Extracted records

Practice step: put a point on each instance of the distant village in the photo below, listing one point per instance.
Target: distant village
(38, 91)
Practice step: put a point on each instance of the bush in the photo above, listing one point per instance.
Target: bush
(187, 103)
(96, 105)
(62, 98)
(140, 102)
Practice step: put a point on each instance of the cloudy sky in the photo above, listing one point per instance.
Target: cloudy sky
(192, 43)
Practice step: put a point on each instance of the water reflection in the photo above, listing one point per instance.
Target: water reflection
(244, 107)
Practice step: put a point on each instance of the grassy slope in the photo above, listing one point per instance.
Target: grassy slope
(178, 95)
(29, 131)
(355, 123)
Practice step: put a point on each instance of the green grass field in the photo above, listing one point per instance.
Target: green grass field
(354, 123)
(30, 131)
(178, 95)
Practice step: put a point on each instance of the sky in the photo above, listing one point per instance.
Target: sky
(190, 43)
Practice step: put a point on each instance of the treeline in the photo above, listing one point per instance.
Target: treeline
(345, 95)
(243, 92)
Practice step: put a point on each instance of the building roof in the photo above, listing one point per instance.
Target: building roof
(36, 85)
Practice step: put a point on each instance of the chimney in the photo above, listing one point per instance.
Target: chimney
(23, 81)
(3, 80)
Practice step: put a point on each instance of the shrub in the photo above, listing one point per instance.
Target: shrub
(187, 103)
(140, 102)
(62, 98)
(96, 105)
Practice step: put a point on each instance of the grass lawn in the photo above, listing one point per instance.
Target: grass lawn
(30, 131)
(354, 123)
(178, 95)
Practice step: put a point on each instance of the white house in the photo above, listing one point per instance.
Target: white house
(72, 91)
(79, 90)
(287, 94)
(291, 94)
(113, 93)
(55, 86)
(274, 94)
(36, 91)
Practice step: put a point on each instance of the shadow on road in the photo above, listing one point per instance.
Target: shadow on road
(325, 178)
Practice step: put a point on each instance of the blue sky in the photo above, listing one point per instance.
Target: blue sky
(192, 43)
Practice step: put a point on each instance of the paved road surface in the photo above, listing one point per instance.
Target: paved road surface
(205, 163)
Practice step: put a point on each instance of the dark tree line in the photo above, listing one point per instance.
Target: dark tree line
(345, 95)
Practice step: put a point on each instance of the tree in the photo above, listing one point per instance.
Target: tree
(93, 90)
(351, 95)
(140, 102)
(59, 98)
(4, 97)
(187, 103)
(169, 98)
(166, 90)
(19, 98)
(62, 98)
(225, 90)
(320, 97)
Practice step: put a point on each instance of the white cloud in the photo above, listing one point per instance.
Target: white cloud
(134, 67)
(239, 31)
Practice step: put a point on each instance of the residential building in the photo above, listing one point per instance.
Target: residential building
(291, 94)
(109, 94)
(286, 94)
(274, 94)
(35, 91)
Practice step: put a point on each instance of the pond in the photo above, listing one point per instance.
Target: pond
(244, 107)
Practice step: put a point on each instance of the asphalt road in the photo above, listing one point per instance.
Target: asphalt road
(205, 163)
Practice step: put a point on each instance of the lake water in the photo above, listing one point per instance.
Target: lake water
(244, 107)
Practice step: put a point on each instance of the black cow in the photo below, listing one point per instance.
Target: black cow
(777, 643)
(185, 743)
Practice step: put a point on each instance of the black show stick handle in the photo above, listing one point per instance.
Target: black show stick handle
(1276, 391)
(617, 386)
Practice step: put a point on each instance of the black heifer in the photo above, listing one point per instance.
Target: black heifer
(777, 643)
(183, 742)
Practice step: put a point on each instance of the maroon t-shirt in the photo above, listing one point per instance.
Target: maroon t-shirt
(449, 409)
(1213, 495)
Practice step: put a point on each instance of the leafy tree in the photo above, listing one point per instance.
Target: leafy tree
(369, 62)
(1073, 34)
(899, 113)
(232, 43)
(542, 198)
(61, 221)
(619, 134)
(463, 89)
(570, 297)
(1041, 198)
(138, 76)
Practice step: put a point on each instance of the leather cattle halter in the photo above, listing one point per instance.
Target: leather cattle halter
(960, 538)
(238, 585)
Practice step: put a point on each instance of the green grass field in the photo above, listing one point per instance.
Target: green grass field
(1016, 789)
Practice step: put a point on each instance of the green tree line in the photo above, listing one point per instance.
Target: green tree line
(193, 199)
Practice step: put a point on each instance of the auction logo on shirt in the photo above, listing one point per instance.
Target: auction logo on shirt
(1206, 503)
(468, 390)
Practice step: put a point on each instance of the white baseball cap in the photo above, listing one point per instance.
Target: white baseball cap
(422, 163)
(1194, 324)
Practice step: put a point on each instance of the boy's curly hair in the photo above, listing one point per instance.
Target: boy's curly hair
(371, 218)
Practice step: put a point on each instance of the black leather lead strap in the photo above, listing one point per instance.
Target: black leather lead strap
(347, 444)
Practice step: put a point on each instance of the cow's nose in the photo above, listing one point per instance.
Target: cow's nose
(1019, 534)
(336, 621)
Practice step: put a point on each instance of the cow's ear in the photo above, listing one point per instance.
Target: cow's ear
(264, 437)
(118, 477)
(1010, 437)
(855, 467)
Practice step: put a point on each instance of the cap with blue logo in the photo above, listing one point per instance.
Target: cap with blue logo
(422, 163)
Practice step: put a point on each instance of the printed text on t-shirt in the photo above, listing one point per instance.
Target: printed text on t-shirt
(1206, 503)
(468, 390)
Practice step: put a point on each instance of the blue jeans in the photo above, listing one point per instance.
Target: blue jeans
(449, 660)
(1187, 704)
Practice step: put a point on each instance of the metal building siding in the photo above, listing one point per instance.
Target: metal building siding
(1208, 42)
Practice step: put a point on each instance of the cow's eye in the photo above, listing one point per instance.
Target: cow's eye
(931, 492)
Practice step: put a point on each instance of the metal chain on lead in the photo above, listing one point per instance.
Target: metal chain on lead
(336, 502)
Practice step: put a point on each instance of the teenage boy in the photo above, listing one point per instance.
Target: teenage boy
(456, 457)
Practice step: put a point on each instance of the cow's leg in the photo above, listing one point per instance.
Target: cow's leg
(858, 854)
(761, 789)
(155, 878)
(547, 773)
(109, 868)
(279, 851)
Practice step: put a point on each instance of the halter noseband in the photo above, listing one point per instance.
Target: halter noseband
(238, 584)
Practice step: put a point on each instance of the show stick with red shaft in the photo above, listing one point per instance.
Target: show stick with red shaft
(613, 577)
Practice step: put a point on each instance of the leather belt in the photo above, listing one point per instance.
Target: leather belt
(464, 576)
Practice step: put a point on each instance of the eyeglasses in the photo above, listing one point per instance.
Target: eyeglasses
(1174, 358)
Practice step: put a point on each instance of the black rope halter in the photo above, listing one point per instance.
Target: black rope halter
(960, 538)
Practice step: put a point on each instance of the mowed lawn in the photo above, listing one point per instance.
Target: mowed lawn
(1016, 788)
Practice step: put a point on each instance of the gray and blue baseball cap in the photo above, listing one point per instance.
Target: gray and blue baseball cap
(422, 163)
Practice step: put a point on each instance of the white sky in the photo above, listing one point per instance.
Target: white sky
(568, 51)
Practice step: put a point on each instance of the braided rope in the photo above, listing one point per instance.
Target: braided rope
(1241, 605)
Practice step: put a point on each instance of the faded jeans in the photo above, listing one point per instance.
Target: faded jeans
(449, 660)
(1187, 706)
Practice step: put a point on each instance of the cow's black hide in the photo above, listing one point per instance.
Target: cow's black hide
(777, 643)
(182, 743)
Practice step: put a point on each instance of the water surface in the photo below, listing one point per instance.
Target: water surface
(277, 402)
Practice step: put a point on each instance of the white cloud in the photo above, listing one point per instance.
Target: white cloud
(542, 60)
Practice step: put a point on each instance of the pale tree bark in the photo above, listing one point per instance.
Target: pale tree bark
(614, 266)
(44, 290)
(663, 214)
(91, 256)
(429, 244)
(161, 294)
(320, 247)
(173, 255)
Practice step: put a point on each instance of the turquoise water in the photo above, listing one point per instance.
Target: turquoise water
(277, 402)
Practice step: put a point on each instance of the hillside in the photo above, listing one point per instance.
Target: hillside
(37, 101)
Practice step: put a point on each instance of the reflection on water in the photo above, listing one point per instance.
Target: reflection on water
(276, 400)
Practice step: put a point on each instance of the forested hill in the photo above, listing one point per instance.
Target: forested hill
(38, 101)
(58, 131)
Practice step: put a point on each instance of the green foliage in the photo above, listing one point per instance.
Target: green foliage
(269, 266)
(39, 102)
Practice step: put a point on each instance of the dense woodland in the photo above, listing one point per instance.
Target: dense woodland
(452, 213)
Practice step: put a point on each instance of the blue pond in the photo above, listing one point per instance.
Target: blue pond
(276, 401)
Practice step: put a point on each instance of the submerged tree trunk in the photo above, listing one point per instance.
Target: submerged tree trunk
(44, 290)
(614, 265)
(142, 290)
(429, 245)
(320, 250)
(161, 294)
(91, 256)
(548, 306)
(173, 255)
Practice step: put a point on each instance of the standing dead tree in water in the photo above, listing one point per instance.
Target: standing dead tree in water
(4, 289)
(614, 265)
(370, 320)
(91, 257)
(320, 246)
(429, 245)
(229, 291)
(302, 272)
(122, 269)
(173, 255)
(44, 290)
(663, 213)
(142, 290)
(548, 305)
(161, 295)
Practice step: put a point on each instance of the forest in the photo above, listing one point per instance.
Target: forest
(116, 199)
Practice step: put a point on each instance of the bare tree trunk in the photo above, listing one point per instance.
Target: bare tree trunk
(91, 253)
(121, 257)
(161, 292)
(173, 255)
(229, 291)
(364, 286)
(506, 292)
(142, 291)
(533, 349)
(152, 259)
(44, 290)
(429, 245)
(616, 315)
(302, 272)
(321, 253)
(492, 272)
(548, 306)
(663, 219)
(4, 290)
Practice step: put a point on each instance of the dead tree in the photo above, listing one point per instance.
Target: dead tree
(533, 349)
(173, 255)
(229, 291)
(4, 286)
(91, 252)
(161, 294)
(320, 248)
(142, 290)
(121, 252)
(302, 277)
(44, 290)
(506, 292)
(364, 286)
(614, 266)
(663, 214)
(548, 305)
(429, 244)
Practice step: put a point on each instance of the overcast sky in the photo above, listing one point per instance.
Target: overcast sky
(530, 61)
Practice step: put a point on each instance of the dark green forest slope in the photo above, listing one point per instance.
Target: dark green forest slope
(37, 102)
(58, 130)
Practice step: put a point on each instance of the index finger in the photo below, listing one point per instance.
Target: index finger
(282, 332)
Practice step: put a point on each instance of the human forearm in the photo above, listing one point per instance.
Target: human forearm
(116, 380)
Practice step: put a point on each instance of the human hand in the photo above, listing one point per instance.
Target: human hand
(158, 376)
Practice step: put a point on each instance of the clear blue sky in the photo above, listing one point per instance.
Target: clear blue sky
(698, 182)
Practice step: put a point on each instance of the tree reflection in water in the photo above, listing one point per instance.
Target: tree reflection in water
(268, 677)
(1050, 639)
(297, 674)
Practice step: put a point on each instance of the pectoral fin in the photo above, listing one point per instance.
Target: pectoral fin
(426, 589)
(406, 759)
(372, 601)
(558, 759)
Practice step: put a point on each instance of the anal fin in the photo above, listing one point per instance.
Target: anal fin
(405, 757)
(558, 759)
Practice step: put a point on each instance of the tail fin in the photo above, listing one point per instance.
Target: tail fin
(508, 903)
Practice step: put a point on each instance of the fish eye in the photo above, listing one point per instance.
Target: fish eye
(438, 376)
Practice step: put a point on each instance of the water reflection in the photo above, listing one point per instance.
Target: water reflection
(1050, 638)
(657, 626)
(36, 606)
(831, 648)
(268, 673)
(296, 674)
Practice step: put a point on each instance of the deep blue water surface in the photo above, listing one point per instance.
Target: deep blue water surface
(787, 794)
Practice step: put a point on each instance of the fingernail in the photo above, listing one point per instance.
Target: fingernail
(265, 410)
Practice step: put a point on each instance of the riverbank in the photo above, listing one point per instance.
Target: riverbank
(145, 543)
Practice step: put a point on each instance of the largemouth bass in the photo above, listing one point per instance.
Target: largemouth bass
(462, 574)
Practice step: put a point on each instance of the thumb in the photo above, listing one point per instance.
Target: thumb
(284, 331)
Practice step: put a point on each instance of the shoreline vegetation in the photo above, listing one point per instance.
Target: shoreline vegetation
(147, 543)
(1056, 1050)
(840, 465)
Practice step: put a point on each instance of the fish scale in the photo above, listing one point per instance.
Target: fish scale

TASK DIRECTIONS: Convert the rows above into a numbered list, beginning at the line containing "Practice step: put a point on each instance of the thumb" and continuing through the final row. Leave out any blank lines.

RESULT OF THE EXERCISE:
1. Practice step: put a point on each instance of the thumb in the photo above, listing one point per instance.
2. Target: thumb
3. (284, 331)
4. Practice step: put a point on each instance of the shoreline vegetation in the photo above, listing one point per instance.
5. Target: shoreline vegetation
6. (147, 543)
7. (1056, 1050)
8. (840, 465)
9. Practice step: put a point on each instance of the fish scale in the photo above, listing one point per instance.
10. Target: fish scale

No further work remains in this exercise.